■ PROBLEM REQUIREMENTS ■
Locate each line in the rows below that contains the word "finish" and copy every such line in full.

■ RECORDS ■
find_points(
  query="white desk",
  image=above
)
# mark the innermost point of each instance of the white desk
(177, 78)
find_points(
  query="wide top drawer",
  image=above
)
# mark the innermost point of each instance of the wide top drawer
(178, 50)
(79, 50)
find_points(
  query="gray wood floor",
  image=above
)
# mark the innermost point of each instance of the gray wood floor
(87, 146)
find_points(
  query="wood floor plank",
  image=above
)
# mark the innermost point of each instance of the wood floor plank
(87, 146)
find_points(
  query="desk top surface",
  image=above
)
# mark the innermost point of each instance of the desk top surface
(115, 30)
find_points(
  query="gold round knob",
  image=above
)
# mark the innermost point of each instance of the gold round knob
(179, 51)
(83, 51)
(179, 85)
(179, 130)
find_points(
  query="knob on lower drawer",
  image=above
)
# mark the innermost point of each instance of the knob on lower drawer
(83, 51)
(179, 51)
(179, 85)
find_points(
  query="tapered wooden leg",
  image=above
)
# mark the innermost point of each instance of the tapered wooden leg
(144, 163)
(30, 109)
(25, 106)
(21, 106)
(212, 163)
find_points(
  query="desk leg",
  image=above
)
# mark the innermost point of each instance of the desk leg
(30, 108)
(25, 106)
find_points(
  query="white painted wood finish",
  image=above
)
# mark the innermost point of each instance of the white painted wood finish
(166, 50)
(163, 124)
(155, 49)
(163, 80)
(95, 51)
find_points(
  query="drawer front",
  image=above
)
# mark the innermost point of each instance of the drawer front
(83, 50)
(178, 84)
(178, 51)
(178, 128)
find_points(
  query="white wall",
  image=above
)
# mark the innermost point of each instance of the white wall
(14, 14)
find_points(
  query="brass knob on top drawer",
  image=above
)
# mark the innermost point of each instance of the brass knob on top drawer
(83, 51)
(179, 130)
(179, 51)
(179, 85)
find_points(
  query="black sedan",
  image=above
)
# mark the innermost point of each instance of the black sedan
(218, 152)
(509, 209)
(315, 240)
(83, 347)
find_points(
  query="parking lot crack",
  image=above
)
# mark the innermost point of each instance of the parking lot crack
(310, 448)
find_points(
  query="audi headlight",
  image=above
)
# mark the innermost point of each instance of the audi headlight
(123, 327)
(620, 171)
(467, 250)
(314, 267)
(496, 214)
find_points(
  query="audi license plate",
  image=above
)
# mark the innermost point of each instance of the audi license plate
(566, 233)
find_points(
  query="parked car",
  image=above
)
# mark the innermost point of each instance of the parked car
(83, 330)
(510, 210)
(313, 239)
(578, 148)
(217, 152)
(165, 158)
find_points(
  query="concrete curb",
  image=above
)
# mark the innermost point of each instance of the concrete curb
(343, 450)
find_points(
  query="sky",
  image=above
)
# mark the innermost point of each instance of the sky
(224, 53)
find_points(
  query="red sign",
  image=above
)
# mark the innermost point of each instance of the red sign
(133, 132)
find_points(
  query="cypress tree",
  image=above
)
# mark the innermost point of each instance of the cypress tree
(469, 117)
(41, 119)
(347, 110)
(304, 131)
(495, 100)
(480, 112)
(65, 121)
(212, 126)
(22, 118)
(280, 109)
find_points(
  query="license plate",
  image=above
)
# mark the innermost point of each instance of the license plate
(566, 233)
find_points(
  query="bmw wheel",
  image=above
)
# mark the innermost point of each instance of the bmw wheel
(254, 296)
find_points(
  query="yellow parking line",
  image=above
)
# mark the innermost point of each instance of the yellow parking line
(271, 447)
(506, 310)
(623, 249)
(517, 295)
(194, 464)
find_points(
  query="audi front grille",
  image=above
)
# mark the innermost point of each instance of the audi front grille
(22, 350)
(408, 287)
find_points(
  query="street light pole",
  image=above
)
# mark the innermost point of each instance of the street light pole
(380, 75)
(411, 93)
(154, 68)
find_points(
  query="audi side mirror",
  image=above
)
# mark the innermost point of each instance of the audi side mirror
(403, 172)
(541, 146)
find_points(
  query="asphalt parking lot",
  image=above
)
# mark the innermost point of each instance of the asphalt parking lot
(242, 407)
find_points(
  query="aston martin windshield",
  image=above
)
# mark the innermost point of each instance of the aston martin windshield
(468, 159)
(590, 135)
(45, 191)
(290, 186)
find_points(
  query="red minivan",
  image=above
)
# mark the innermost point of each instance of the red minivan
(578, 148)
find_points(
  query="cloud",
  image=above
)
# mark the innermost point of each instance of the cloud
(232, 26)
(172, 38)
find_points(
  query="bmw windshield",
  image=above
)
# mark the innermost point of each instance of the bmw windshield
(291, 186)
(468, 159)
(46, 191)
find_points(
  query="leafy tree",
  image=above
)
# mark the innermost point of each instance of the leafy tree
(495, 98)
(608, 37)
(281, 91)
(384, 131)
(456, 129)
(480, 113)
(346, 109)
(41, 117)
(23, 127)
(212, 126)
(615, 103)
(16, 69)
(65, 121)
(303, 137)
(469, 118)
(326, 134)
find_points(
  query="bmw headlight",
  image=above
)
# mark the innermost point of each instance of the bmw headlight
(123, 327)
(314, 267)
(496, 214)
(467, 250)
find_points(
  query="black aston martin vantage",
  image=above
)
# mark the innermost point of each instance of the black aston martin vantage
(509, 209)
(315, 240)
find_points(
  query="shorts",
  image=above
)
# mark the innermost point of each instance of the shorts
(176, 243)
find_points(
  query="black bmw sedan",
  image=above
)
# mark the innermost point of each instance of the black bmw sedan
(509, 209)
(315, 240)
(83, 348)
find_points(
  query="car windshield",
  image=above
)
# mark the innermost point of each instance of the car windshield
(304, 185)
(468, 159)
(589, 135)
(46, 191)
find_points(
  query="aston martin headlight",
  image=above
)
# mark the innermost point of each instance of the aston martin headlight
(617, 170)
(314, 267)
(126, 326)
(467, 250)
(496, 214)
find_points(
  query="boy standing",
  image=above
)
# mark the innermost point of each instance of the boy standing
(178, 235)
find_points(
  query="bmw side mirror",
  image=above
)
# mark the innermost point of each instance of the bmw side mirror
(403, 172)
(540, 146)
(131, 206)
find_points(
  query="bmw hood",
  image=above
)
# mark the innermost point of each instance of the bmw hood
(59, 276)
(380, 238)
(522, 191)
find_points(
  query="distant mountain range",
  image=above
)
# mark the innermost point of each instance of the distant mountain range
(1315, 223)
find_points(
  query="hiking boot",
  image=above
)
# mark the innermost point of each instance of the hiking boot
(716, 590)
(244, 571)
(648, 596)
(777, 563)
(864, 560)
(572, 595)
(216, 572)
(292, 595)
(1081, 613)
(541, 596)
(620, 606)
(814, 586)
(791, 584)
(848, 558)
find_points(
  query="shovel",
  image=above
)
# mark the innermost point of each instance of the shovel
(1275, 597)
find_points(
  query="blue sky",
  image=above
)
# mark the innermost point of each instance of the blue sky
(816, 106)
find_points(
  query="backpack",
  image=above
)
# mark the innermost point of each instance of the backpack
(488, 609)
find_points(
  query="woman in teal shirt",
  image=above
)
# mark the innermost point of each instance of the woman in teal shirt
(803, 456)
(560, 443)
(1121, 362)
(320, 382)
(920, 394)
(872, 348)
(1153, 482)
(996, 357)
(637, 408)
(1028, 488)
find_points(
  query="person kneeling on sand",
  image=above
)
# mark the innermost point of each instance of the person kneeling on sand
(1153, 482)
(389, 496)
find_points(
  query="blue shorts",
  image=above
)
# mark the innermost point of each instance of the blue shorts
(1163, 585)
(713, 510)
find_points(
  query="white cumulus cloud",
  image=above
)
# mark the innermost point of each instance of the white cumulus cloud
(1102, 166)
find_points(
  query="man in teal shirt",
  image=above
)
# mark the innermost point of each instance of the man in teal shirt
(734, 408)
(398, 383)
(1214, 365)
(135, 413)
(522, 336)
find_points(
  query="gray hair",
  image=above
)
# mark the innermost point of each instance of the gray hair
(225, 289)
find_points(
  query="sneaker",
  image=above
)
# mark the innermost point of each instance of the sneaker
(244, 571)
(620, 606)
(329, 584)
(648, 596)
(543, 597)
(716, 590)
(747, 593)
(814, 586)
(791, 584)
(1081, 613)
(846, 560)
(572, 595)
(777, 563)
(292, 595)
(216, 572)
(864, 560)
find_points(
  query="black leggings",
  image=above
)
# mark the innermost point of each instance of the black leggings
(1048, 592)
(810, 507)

■ IN RESPONSE ■
  query="white painted wood finish",
# mark the innermost point of each instance of the white painted wood finish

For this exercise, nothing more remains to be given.